## QUOTED PASSAGE
:::::

PXBM: Fossil Fighters review
Hello and welcome to the Post-Xmas-Blogging-Mania, in which I review every game I got recently. Tonight we are reviewing a member of an underpopulated genre.
Fossil Fighters
Platform: Nintendo DS

Genre: Mons. As I noted before, there aren’t that many mon games about– the only two that I can really think of right now are Dragon Quest Monsters and, naturally, Pokemon– but they essentially boil down to acquiring creatures of some sort (in this case ‘vivosaurs’, reanimated prehistoric creatures) and using them to fight by proxy.
Plot Synopsis: INSERT STANDARD MONS GAME PLOT HERE, up to a point. On the surface, it’s just some dude collecting dinosaurs to fight other dudes with dinosaurs, and eventually INSERT NAME OF EVIL TEAM HERE “The BB Bandits.” However, it manages to throw in a couple of pretty damn good plot twists, and is not above indulging in the occasional bit of metahumor.

:::::

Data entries
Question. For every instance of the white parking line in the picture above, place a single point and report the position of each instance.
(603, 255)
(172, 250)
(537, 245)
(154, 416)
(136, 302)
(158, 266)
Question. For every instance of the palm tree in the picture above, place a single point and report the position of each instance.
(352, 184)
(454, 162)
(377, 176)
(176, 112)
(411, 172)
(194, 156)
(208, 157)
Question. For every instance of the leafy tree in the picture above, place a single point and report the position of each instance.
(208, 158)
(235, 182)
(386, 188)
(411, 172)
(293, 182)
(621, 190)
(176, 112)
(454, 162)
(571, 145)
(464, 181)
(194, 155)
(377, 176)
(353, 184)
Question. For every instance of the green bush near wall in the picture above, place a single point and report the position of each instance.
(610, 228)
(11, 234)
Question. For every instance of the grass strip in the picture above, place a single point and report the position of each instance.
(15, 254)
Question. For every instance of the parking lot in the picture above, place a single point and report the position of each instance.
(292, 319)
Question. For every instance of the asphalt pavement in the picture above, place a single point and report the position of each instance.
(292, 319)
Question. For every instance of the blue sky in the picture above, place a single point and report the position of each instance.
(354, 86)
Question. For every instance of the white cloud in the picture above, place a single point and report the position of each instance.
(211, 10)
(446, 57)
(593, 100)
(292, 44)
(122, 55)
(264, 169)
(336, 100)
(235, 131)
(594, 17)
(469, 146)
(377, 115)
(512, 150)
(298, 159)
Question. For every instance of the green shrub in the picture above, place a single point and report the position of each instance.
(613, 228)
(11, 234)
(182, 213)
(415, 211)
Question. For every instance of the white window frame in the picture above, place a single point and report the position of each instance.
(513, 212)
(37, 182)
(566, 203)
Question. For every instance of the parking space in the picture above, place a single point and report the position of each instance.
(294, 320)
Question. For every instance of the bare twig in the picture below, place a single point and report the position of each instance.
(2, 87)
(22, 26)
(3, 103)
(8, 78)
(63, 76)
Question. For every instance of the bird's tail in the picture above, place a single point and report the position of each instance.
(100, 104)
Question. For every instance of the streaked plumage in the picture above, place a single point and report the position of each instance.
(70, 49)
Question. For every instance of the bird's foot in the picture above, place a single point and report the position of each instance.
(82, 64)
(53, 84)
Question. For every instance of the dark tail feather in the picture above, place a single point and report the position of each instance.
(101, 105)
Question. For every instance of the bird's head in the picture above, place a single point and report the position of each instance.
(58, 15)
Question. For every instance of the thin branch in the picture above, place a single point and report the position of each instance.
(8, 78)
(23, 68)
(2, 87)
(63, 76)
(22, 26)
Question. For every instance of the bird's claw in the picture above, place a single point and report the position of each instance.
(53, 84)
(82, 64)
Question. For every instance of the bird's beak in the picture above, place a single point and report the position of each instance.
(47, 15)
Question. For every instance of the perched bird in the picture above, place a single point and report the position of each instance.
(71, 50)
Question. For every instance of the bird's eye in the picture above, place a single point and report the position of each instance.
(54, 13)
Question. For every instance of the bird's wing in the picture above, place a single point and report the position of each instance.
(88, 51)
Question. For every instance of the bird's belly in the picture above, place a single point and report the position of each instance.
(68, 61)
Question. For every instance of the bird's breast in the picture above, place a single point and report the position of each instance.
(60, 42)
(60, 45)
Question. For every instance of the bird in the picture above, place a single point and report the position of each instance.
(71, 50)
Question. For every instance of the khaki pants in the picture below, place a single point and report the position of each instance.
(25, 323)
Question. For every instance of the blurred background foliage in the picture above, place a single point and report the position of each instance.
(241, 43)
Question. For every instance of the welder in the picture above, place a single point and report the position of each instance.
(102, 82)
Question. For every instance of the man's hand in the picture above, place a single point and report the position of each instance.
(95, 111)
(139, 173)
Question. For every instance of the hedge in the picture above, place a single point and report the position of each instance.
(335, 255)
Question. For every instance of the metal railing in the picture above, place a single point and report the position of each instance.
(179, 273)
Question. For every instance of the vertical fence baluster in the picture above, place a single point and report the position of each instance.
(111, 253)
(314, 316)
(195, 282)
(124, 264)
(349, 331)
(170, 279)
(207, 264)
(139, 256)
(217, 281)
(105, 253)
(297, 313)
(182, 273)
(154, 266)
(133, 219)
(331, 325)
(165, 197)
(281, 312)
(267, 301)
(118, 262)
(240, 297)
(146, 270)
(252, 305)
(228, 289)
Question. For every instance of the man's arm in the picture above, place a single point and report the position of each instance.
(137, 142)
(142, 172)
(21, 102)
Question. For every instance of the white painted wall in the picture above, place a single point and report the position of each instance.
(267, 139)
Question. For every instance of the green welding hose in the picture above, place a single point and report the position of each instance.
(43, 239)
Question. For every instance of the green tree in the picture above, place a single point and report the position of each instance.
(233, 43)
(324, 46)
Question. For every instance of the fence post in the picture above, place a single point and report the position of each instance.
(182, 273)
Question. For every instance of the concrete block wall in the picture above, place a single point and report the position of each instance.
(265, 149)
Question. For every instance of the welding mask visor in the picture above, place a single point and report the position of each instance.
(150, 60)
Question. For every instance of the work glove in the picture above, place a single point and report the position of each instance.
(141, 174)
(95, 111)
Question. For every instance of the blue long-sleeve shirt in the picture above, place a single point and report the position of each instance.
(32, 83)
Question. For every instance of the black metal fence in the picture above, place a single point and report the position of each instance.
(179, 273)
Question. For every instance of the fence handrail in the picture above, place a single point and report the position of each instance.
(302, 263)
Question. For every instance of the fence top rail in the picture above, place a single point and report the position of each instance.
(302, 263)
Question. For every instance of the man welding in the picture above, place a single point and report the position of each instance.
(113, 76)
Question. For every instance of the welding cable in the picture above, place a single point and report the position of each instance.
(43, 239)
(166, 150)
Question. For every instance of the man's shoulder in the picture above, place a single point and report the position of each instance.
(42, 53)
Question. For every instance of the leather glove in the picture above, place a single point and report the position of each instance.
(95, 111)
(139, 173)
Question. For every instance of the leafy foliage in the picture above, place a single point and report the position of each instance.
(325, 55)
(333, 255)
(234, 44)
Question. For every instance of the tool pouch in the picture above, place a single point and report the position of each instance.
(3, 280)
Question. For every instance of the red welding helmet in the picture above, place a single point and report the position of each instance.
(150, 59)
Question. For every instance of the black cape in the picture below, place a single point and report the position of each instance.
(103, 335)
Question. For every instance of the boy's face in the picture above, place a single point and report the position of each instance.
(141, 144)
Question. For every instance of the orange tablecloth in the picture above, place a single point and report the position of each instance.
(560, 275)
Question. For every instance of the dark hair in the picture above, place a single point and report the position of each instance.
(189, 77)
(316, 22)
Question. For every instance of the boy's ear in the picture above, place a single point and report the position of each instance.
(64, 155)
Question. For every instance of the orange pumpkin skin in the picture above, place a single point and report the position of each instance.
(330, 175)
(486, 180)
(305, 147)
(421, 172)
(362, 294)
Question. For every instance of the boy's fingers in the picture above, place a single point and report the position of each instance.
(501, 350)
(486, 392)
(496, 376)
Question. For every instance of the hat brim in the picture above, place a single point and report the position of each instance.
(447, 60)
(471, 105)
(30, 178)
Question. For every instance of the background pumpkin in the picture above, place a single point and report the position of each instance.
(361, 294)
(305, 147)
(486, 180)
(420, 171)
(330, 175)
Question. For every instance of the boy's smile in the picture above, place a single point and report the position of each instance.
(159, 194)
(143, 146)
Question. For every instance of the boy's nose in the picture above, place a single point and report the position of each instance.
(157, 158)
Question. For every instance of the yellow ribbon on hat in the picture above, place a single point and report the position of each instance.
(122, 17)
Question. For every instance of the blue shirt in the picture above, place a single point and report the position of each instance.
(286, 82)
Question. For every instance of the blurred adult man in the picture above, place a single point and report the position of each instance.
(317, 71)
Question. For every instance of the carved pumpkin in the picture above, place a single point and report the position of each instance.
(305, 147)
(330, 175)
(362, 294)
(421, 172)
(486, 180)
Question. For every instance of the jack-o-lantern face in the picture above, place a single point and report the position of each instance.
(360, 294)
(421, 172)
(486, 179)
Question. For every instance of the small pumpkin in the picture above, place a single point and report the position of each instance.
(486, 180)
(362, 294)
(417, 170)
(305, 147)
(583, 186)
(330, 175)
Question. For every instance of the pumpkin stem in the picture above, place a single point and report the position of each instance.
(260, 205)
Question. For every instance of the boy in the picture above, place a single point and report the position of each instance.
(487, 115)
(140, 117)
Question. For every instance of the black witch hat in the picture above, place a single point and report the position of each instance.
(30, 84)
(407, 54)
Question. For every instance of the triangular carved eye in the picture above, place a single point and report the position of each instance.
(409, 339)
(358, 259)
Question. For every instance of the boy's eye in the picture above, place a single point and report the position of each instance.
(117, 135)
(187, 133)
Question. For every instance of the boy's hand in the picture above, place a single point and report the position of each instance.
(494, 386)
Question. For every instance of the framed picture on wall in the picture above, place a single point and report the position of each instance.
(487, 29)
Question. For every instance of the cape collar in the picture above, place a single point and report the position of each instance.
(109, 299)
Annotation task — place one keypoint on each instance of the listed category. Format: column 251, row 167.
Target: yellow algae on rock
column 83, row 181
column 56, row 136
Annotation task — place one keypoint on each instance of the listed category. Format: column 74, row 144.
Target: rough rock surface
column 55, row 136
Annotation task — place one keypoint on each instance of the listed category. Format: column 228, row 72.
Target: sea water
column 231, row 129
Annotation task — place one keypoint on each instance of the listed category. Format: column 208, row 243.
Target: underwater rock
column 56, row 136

:::::

## TASK BRIEF
Copy the Fossil Fighters review between "Genre: Mons. As" and "fight by proxy.", inclusive, swapping "Dragon Quest Monsters" for "Digimon World". Rely only on the Fossil Fighters review for what comes next.

## RESPONSE
Genre: Mons. As I noted before, there aren’t that many mon games about– the only two that I can really think of right now are Digimon World and, naturally, Pokemon– but they essentially boil down to acquiring creatures of some sort (in this case ‘vivosaurs’, reanimated prehistoric creatures) and using them to fight by proxy.